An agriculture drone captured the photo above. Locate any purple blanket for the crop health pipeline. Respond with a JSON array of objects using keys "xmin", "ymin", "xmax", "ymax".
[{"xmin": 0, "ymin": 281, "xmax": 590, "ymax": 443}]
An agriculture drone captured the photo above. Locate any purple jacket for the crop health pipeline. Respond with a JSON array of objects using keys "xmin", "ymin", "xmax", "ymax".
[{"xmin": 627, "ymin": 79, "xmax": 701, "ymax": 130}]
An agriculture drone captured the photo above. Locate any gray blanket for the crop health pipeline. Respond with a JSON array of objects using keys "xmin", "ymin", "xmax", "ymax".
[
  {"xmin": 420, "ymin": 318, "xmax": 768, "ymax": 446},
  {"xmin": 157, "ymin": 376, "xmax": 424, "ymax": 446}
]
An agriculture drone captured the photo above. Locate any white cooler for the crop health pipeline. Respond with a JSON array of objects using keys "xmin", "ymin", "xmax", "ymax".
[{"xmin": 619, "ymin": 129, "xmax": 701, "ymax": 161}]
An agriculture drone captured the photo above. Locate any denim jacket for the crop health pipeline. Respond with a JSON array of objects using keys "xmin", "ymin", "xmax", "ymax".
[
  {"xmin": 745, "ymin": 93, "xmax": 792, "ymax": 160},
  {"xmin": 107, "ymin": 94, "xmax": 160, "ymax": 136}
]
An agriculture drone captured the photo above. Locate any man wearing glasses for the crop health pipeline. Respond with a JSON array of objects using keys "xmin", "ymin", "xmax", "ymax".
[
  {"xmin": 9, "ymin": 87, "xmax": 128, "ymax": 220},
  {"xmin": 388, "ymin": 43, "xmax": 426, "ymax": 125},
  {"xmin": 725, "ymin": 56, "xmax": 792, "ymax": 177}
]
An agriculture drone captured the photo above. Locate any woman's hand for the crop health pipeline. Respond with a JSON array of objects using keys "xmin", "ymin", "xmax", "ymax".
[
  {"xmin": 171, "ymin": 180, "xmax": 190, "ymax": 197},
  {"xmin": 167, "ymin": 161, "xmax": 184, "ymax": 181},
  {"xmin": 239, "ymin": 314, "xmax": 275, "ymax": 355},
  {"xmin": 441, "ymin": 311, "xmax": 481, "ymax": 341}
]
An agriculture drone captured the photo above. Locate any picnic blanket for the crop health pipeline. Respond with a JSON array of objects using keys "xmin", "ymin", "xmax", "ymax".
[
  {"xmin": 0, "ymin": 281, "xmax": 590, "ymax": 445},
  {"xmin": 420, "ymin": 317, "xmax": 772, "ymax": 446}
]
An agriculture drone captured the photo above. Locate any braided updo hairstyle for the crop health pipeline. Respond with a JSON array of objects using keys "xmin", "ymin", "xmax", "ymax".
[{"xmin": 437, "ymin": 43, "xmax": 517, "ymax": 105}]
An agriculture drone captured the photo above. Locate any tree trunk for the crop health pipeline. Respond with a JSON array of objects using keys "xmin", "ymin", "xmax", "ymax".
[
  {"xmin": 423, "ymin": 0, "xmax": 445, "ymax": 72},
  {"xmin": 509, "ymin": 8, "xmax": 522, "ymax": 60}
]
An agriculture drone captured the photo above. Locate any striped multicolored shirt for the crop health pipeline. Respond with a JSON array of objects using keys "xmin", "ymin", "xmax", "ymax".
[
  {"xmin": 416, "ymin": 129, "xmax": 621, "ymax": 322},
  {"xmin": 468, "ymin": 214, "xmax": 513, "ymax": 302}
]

________

▶ **WHAT IS ASKED**
Copy each line of the records above that contains the word "purple".

▶ **PROBLEM SOLUTION**
An agriculture drone captured the photo above. Locate any purple blanket for the crop health pipeline. Respond with a JSON array of objects using keys "xmin", "ymin", "xmax", "ymax".
An agriculture drone captured the photo above. Locate any purple jacket for the crop health pipeline. Respond with a JSON array of objects using keys "xmin", "ymin", "xmax", "ymax".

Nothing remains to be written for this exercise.